• Lista de tarefas:
**1)** Diga se cada afirmação abaixo está de acordo com o texto sobre o Restaurante Pampulhão, respondendo sim ou não e citando literalmente as palavras do texto que decidem. (a) O restaurante foi fundado em novembro de 1974. (b) O proprietário passou a usar aplicativos de telentrega. (c) O filho do proprietário trabalhou no local dos 13 aos 30 anos.
**2)** Prolongue o texto sobre o Restaurante Pampulhão a partir do ponto em que ele termina.

• Texto apresentado:

────────────────────────────────────────

Fundado e administrado por um imigrante português desde novembro de 1974, o tradicional Restaurante Pampulhão, no bairro Santana, retirou-se à francesa do cenário gastronômico de Porto Alegre. Depois de meses em agonia, o proprietário encerrou as atividades e colocou o ponto da Rua Jerônimo de Ornelas à venda.
— Tinha uma clientela boa, mas hoje está brabo. Com essa tal de pandemia... Me arrependo de não ter fechado oito meses atrás. Aí não teria tido prejuízo — lamenta Fernando Marques Pinheiro, 71 anos.
A pandemia foi o golpe de misericórdia para o empresário, que já observava o movimento minguar nos últimos anos. Sem ânimo nem jeito para aderir aos aplicativos de telentrega, resolveu colocar em prática os planos de aposentadoria, encerrando uma trajetória de quase cinco décadas no mesmo ponto.
Afixados na grade verde em frente ao número 417, dois anúncios competem com a fachada discreta, camuflada por duas árvores na calçada. Ambos trazem uma mensagem curta e direta: “VENDE” diz a faixa da imobiliária. “VENDO” diz a outra, acompanhada de um número de celular.
Quem tomou a frente das negociações foi o filho Fernando Marques Pinheiro Filho, 32 anos. Diz que também está aberto a alugar o espaço e não descarta abrir um bar no local, onde trabalhou dos 13 aos 30 anos.
— Ainda não tem definido sobre a venda. Não é um imóvel barato, então talvez valha a pena alugar — pondera Fernando Filho.
Mais novo de três irmãos que empreenderam na capital gaúcha, o pai foi o último a deixar a cidade de Aveiro, em Portugal, onde nasceu, rumo ao Brasil. Seguiu o rumo dos mais velhos depois de concluir o serviço militar, na década de 1970.
Na época em que abriu o negócio na Jerônimo de Ornelas, os parentes já comandavam dois restaurantes: o Pampulhinha, ainda em atividade, e o Pampulha. Embora os estabelecimentos não tenham ligação entre si, considerou apropriado aderir à variante superlativa.
Apesar do nome, o Pampulhão sempre manteve um ar discreto. Localizado em meio a prédios residenciais, é separado da rua por uma grade. O interior é minimalista, com jeitão de churrascaria. As mesas em madeira escura levam toalhas brancas, e quase não há objetos de decoração. Na parte externa, os clientes eram acomodados em mesas e cadeiras de plástico.

────────────────────────────────────────

• Registros para análise:
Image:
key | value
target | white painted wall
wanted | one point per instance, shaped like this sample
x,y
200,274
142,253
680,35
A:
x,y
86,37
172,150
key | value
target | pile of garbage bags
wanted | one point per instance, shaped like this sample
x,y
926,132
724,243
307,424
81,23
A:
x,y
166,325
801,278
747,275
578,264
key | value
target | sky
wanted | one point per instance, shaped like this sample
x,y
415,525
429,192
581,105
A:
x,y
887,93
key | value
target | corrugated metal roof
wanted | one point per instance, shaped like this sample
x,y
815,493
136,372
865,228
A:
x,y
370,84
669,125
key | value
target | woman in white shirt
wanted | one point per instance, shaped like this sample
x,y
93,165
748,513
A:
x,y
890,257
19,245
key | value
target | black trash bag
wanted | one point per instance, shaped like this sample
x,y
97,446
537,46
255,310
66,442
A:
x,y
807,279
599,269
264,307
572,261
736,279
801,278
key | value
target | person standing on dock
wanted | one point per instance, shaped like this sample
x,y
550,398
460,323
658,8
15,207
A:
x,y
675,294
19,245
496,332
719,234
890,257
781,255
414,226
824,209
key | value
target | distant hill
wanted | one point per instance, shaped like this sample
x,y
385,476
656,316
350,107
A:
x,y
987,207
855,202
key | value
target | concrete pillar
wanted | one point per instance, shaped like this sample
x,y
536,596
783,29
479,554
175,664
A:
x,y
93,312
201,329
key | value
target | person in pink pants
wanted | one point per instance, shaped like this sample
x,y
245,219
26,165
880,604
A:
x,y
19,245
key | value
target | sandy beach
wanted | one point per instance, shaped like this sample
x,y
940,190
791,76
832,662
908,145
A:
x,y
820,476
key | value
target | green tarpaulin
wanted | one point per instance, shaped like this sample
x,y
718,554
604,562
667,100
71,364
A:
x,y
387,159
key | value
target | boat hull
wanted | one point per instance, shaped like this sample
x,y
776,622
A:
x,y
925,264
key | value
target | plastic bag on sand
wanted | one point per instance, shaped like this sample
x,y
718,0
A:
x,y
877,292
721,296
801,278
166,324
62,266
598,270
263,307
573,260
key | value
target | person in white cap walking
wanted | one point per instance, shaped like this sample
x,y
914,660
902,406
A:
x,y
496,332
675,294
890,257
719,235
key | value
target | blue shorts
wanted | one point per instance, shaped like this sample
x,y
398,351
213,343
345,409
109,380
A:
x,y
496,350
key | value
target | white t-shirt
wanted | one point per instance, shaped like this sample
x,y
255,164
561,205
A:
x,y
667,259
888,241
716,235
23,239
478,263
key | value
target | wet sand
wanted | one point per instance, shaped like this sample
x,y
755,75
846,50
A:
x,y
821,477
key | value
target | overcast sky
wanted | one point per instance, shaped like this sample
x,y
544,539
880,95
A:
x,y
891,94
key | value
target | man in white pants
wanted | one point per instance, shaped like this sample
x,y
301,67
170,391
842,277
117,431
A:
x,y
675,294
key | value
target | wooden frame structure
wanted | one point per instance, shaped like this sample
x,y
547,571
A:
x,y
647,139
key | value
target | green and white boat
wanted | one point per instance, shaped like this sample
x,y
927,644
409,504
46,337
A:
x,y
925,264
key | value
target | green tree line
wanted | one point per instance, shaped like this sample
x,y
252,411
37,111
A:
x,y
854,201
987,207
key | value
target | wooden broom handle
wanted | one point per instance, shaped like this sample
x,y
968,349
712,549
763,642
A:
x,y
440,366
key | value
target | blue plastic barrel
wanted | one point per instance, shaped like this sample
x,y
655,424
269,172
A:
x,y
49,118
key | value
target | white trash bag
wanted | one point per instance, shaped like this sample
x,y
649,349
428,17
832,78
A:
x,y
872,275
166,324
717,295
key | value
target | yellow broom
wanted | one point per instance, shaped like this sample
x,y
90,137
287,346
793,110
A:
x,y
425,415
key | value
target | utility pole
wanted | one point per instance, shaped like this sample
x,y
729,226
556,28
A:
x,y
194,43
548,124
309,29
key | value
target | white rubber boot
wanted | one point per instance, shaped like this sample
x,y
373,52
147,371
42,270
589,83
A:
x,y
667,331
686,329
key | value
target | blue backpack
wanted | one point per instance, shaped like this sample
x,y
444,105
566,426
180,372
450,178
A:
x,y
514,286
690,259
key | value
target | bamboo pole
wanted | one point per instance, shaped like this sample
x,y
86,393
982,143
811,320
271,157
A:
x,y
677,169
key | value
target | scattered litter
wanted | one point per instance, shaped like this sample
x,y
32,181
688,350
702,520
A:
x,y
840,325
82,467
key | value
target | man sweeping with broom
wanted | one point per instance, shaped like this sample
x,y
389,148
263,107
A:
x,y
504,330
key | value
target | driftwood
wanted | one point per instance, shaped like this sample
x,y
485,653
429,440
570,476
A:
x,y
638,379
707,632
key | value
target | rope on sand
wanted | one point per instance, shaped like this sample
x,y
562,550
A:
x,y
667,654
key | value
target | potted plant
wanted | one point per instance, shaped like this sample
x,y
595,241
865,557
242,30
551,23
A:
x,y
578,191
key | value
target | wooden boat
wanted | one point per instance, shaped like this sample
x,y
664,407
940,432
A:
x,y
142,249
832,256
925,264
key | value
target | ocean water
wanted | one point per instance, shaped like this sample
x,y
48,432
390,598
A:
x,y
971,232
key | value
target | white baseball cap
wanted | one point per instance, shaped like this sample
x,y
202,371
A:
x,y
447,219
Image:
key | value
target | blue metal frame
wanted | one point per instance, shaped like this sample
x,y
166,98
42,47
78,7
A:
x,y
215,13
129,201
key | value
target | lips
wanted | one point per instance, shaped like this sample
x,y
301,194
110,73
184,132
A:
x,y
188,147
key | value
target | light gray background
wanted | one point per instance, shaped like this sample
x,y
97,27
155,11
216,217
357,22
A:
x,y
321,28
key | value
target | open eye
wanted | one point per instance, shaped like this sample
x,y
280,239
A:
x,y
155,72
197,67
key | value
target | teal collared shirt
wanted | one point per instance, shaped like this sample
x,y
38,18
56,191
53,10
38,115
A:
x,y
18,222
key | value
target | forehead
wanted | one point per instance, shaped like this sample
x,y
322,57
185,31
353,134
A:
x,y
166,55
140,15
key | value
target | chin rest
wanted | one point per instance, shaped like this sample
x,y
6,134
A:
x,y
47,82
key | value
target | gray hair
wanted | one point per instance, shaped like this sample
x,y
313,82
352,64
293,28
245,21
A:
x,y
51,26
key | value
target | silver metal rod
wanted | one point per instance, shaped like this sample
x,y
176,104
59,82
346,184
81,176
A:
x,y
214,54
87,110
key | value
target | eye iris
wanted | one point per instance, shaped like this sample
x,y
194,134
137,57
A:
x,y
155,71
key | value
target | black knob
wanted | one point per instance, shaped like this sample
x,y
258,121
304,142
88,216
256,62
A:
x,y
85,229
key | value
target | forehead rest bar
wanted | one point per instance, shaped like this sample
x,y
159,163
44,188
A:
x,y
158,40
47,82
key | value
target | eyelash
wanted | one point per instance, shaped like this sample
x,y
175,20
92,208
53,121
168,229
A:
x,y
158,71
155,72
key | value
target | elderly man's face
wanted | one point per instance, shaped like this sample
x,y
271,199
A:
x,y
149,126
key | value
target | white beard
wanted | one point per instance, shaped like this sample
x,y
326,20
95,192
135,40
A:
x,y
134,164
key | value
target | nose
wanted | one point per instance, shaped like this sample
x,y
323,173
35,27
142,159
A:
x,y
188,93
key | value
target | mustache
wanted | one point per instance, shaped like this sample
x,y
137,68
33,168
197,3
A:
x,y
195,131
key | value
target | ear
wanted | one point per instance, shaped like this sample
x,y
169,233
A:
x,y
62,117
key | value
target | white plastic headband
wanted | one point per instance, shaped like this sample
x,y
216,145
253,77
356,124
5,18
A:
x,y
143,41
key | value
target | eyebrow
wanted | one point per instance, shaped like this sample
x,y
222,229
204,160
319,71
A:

────────────────────────────────────────

• Respostas esperadas:
**1)**
(a) Sim: “Fundado e administrado por um imigrante português desde novembro de 1974”.
(b) Não: “Sem ânimo nem jeito para aderir aos aplicativos de telentrega”.
(c) Sim: “onde trabalhou dos 13 aos 30 anos”.

**2)**
Especializado em peixes e frutos do mar, com alguns pratos de inspiração portuguesa, o local viveu seu auge nas décadas de 1980 e 1990. Nessa época, tornaram-se figuras carimbadas na casa nomes como os ex-governadores Olívio Dutra, Yeda Crusius, Tarso Genro e José Ivo Sartori, além da ex-presidente Dilma Rousseff. Dirigentes de futebol como Fábio Koff e Fernando Carvalho também bateram ponto na casa.
Mas os principais fregueses eram anônimos. Dois times de futebol de várzea, Chaco e Bageense, fizeram do local seu quartel-general. Os grupos frequentavam o restaurante aos finais de semana, e não raro faziam o português virar a madrugada para garantir a saideira.
Dois nomes já falecidos eram tão cativos que ganharam um apelido: “mesa”. José Fernando Fagundes, o “Jacaré”, e Carlos Martins Carneiro, o “Carneirão” — pai do músico Carlinhos Carneiro — tinham conta em um caderninho e comemoraram mais que todos quando o bar ganhou um prêmio tradicional de uma cervejaria, e foram convidados para participar do evento com chope liberado.
A boa relação com parte dos fregueses era motivo de comemoração. A cada final de ano, um encontro na véspera de Natal reunia a família e os mais chegados em torno de um prato de arroz com bacalhau. O evento tradicional foi, inclusive, o momento escolhido por Fernando Filho para retornar de surpresa depois de uma temporada em Portugal. Não imaginava que chegaria para encerrar outro ciclo, mais doloroso.
— É triste. Eu já sabia que ele (o pai) queria se aposentar, mas quando falou que não tinha mais condição… Perdi o irmão mais velho — conta.